ACTIONS TO TAKE:
(1) In the passage on communism, why does the social consciousness of past ages move within certain common forms despite its variety? Answer in one to three sentences.
(2) Recast the paragraph of the passage on communism that opens "The proletariat will use its political supremacy" as a short list, keeping its main facts.
(3) Carry the passage on communism forward, picking up after its final sentence.

EXTRACT TO READ:
The supremacy of the proletariat will cause them to vanish still
faster. United action of the leading civilized countries at least is one of the first
conditions for the emancipation of the proletariat.
In proportion as the exploitation of one individual by another will
also be put an end to, the exploitation of one nation by another will also be put an end
to. In proportion as the antagonism between classes within the nation vanishes, the
hostility of one nation to another will come to an end.
The charges against communism made from a religious, a philosophical
and, generally, from an ideological standpoint, are not deserving of serious examination.
Does it require deep intuition to comprehend that man's ideas, views,
and conception, in one word, man's consciousness, changes with every change in the
conditions of his material existence, in his social relations and in his social life?
What else does the history of ideas prove, than that intellectual
production changes its character in proportion as material production is changed? The
ruling ideas of each age have ever been the ideas of its ruling class.
When people speak of the ideas that revolutionize society, they do but
express that fact that within the old society the elements of a new one have been created,
and that the dissolution of the old ideas keeps even pace with the dissolution of the old
conditions of existence.
When the ancient world was in its last throes, the ancient religions
were overcome by Christianity. When Christian ideas succumbed in the eighteenth century to
rationalist ideas, feudal society fought its death battle with the then revolutionary
bourgeoisie. The ideas of religious liberty and freedom of conscience merely gave
expression to the sway of free competition within the domain of knowledge.
"Undoubtedly," it will be said, "religious, moral,
philosophical, and juridicial ideas have been modified in the course of historical
development. But religion, morality, philosophy, political science, and law, constantly
survived this change."
"There are, besides, eternal truths, such as Freedom, Justice,
etc., that are common to all states of society. But communism abolishes eternal truths, it
abolishes all religion, and all morality, instead of constituting them on a new basis; it
therefore acts in contradiction to all past historical experience."
What does this accusation reduce itself to? The history of all past
society has consisted in the development of class antagonisms, antagonisms that assumed
different forms at different epochs.
But whatever form they may have taken, one fact is common to all past
ages, viz., the exploitation of one part of society by the other. No wonder, then, that
the social consciousness of past ages, despite all the multiplicity and variety it
displays, moves within certain common forms, or general ideas, which cannot completely
vanish except with the total disappearance of class antagonisms.
The communist revolution is the most radical rupture with traditional
relations; no wonder that its development involved the most radical rupture with
traditional ideas.
But let us have done with the bourgeois objections to communism.
We have seen above that the first step in the revolution by the working
class is to raise the proletariat to the position of ruling class to win the battle of
democracy.
The proletariat will use its political supremacy to wrest, by degree,
all capital from the bourgeoisie, to centralize all instruments of production in the hands
of the state, i.e., of the proletariat organized as the ruling class; and to increase the
total productive forces as rapidly as possible.

RECORDS SHOWN:
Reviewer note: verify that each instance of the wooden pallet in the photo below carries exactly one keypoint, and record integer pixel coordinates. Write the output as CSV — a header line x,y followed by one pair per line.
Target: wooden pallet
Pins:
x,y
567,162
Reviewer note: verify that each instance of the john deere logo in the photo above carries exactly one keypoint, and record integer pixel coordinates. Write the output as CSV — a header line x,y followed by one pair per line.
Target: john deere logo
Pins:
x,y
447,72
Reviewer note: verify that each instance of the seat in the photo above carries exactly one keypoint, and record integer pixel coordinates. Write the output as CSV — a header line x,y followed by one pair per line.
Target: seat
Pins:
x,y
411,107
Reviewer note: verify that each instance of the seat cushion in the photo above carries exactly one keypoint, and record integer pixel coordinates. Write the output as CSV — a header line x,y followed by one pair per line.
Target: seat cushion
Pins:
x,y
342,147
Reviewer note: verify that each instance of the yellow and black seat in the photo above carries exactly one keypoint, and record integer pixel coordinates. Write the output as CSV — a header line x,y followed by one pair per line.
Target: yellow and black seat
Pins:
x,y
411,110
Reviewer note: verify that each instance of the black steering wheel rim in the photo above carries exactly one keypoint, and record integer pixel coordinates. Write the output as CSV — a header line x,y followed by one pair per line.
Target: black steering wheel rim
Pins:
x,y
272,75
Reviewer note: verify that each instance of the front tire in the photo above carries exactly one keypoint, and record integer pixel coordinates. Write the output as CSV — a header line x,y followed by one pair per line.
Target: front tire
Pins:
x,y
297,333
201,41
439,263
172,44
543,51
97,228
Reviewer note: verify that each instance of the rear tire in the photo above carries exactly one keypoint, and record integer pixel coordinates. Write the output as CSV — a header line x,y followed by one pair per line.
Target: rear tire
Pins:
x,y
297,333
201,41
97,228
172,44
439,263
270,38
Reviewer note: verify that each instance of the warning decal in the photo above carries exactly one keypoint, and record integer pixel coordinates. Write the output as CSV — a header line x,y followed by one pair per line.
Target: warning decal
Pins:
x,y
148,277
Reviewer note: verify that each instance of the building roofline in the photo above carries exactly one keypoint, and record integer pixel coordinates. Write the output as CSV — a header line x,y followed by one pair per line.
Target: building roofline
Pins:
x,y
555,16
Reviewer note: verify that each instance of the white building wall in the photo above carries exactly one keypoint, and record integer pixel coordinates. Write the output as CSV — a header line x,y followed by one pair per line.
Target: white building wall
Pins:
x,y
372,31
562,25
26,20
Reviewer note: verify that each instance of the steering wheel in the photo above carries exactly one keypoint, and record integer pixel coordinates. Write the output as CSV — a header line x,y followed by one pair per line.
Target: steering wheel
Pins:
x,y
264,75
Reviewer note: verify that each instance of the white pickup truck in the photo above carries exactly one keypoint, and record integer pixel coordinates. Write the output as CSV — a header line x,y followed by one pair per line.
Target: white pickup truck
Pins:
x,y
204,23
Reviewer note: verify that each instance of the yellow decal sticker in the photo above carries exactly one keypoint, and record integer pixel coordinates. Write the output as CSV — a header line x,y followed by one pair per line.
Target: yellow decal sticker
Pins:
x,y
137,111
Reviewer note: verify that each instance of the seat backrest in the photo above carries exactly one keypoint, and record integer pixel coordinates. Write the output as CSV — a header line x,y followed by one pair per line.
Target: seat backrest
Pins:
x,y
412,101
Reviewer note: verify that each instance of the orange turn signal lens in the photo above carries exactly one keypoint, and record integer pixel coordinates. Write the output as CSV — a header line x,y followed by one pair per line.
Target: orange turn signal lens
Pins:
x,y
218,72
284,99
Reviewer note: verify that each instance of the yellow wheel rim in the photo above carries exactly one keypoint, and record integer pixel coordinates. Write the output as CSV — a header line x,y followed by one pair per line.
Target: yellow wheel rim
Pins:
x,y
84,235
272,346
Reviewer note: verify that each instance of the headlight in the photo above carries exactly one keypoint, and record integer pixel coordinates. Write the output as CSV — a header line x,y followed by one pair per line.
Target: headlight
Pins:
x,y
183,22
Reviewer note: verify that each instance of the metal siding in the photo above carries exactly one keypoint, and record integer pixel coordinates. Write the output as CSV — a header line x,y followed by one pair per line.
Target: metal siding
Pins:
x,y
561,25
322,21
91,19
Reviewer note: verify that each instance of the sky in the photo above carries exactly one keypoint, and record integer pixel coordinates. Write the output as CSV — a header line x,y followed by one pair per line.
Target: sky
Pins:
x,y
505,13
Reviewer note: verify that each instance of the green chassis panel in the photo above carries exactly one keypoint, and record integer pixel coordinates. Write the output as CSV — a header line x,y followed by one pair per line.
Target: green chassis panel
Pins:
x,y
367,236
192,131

FINAL RESULTS:
(1) One fact is common to all past ages: the exploitation of one part of society by the other. For that reason, social consciousness moves within certain common forms, or general ideas, which cannot completely vanish except with the total disappearance of class antagonisms.

(2)
The proletariat will use its political supremacy to:
- wrest all capital from the bourgeoisie, by degree;
- centralize all instruments of production in the hands of the state, meaning the proletariat organized as the ruling class;
- increase the total productive forces as rapidly as possible.

(3)
Of course, in the beginning, this cannot be effected except by means of
despotic inroads on the rights of property, and on the conditions of bourgeois production;
by means of measures, therefore, which appear economically insufficient and untenable, but
which, in the course of the movement, outstrip themselves, necessitate further inroads
upon the old social order, and are unavoidable as a means of entirely revolutionizing the
mode of production.
These measures will, of course, be different in different countries.
Nevertheless, in most advanced countries, the following will be pretty
generally applicable.
- Abolition of property in land and application of all rents of land to public purposes.
- A heavy progressive or graduated income tax.
- Abolition of all rights of inheritance.
- Confiscation of the property of all emigrants and rebels.
- Centralization of credit in the banks of the state, by means of a national bank with
state capital and an exclusive monopoly.
- Centralization of the means of communication and transport in he hands of the state.
- Extension of factories and instruments of production owned by the state; the bringing
into cultivation of waste lands, and the improvement of the soil generally in accordance
with a common plan.
- Equal obligation of all to work. Establishment of industrial armies, especially for
agriculture.
- Combination of agriculture with manufacturing industries; gradual abolition of all the
distinction between town and country by a more equable distribution of the populace over
the country.
- Free education for all children in public schools. Abolition of children's factory labor
in its present form. Combination of education with industrial production, etc.
When, in the course of development, class distinctions have
disappeared, and all production has been concentrated in the hands of a vast association
of the whole nation, the public power will lose its political character. Political power,
properly so called, is merely the organized power of one class for oppressing another. If
the proletariat during its contest with the bourgeoisie is compelled, by the force of
circumstances, to organize itself as a class; if, by means of a revolution, it makes
itself the ruling class, and, as such, sweeps away by force the old conditions of
production, then it will, along with these conditions, have swept away the conditions for
the existence of class antagonisms and of classes generally, and will thereby have
abolished its own supremacy as a class.
In place of the old bourgeois society, with its classes and class
antagonisms, we shall have an association in which the free development of each is the
condition for the free development of all.
* * *
Part
III - Socialist and Communist Literature
1. Reactionary Socialism
a. Feudal Socialism
Owing to their historical position, it became the vocation of the
aristocracies of France and England to write pamphlets against modern bourgeois society.
In the French Revolution of July 1830, and in the English reform agitation, these
aristocracies again succumbed to the hateful upstart. Thenceforth, a serious political
struggle was altogether out of the question. A literary battle alone remained possible.
But even in the domain of literature, the old cries of the restoration period had become
impossible. 1
In order to arouse sympathy, the aristocracy was obliged to lose sight,
apparently, of its own interests, and to formulate its indictment against the bourgeoisie
in the interest of the exploited working class alone. Thus, the aristocracy took their
revenge by singing lampoons on their new masters and whispering in his ears sinister
prophesies of coming catastrophe.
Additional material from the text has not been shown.